# [EXCERPTED PASSAGE]

——

Deal marks specialty pharmacy's 2nd PBM acquisition this month
The move marks the second PBM acquisition this month by Diplomat, the nation’s largest independent specialty pharmacy. On Nov. 6, the company announced the purchase of National Pharmacy Services (NPS), an Omaha, Neb.-based PBM, in a $47 million in cash-and-stock transaction expected to close next month.
LDI brings URAC-accredited mail-order and specialty pharmacies, a national network of retail pharmacies and comprehensive clinical programs, building on the claims processing system and PBM capabilities added with the NPS acquisition, Diplomat said.
“Bringing on LDI is an even bigger step as Diplomat evolves from a specialty pharmacy provider to a broader health care company,” Diplomat chairman and chief executive officer Phil Hagerman said in a statement. “LDI expands Diplomat’s ability to meet growing demand from small and midsize health insurers, third-party administrators and self-insured organizations. We can give payors access to a robust specialty platform to manage this high-cost, fast-growing component of pharmacy benefits.”

——

# [DATA EXTRACTS]
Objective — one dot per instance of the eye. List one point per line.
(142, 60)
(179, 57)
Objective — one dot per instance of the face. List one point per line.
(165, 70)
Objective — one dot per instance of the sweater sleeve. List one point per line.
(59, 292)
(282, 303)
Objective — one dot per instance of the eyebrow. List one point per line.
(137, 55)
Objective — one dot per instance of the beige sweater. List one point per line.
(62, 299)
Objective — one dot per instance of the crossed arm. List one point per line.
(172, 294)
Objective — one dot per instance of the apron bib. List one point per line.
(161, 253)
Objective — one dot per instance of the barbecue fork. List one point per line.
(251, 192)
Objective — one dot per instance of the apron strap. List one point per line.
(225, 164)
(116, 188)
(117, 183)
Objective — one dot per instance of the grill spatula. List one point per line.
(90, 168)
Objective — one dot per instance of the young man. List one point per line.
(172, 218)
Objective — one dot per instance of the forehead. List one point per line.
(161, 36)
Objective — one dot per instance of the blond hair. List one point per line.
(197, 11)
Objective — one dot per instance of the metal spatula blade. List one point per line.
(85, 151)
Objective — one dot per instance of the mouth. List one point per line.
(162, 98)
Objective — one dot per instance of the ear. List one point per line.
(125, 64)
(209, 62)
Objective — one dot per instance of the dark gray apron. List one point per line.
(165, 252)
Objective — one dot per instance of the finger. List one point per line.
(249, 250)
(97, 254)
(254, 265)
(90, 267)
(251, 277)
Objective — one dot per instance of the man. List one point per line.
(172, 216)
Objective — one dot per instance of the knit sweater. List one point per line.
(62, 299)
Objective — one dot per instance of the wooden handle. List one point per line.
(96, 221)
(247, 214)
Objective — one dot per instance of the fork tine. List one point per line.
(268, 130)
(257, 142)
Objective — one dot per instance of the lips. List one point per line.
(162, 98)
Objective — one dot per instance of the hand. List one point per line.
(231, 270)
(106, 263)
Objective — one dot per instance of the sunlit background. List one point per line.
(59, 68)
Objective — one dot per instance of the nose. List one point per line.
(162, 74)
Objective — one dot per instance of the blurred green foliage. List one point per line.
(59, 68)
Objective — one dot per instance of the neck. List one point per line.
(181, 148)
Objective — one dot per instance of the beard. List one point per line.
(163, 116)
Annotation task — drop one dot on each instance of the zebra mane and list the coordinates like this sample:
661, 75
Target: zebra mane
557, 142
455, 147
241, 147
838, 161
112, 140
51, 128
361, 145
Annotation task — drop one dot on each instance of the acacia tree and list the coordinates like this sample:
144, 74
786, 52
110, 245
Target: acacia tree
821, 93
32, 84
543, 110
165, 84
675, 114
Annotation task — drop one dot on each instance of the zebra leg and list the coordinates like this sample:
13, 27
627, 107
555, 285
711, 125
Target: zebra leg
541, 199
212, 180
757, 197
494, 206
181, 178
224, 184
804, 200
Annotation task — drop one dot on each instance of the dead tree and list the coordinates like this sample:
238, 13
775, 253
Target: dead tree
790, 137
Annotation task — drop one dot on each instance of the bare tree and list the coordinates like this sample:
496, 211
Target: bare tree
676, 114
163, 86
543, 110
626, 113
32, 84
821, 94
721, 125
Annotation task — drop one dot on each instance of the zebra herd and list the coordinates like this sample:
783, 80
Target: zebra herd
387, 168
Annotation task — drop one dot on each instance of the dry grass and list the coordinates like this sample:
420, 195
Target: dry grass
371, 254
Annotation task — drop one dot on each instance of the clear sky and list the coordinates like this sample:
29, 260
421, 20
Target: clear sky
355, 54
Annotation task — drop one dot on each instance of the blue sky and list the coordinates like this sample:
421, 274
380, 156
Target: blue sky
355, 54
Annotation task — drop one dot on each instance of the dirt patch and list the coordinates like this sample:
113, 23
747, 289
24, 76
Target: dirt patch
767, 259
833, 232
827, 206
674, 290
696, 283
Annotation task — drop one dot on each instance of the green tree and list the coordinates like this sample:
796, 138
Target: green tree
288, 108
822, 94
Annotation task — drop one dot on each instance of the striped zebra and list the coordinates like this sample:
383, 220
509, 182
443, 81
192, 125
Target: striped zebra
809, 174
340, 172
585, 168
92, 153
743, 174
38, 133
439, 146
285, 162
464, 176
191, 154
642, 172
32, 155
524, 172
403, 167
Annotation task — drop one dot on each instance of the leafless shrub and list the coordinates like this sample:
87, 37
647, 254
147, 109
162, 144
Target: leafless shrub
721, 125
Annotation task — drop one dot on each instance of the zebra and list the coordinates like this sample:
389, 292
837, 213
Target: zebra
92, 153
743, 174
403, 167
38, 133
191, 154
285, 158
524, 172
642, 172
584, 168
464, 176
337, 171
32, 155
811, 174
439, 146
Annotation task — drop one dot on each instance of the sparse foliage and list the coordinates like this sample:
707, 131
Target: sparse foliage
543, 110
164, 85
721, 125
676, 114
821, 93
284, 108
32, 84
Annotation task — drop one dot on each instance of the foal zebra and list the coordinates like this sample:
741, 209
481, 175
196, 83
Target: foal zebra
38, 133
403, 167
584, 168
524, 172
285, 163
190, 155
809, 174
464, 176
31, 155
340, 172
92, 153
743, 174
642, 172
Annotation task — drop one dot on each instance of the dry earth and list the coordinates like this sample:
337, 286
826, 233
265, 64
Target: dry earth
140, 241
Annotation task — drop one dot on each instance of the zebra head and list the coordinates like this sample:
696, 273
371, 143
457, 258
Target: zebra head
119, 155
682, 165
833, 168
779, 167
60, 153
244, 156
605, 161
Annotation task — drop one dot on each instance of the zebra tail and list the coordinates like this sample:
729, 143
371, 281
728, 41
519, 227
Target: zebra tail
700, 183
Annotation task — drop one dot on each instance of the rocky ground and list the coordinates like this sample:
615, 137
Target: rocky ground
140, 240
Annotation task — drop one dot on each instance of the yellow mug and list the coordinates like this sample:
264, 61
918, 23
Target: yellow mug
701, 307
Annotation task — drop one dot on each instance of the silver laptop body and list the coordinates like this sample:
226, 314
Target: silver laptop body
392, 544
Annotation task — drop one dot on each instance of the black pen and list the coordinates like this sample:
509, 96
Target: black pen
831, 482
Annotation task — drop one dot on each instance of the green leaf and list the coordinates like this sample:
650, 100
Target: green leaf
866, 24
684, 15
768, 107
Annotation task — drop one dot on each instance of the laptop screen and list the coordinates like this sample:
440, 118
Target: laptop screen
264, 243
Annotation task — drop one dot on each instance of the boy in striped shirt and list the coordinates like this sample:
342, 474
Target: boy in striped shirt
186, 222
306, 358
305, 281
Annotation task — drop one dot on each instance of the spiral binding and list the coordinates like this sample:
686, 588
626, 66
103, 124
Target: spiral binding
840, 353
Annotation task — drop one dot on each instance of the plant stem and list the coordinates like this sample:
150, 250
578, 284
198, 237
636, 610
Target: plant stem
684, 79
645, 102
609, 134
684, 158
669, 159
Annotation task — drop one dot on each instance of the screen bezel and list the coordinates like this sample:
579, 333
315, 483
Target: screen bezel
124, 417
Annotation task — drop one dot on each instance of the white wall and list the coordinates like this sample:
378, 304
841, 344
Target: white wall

——

# [TASKS TO PERFORM]
**A)** Please list everything the Diplomat article says LDI brings to Diplomat.
**B)** Reproduce the Diplomat article from "Deal marks specialty" to "close next month.".
**C)** Carry on writing the Diplomat article, picking up after its final sentence.

# [OUTPUTS BY TASK]
**A)**
- URAC-accredited mail-order and specialty pharmacies
- a national network of retail pharmacies
- comprehensive clinical programs

**B)**
Deal marks specialty pharmacy's 2nd PBM acquisition this month
The move marks the second PBM acquisition this month by Diplomat, the nation’s largest independent specialty pharmacy. On Nov. 6, the company announced the purchase of National Pharmacy Services (NPS), an Omaha, Neb.-based PBM, in a $47 million in cash-and-stock transaction expected to close next month.

**C)**
Diplomat called the LDI acquisition “a strategic leap forward,” with Hagerman noting that LDI dramatically widens the scope of Diplomat’s PBM capabilities.
“We now field a leadership team with decades of PBM and specialty experience,” he explained. “The combined company will have the enhanced ability to serve middle-market payors hungry for a service model that helps patients achieve optimal well-being with complex therapies while delivering cost-containment strategies that impact pharmacy costs under both the medical and pharmacy benefit.”
Under the agreement, Diplomat will pay $515 million cash and $80 million in common stock to acquire LDI, which is expected to total about $388 million in sales for 2017. The transaction is slated to close in 30 to 60 days.
“With 90% of traditional medications now filled as generics, it’s specialty pharmacy costs that are driving pharmacy spend for payors,” according to Diplomat President Joel Saban. “To offer real solutions to today’s challenges, a new model with a diverse set of assets is needed. The need for specialty benefit management solutions has never been more urgent. Deep clinical expertise across therapeutic categories, a network of home infusion providers, advanced data analytics platforms and trusted industry relationships are all critical.”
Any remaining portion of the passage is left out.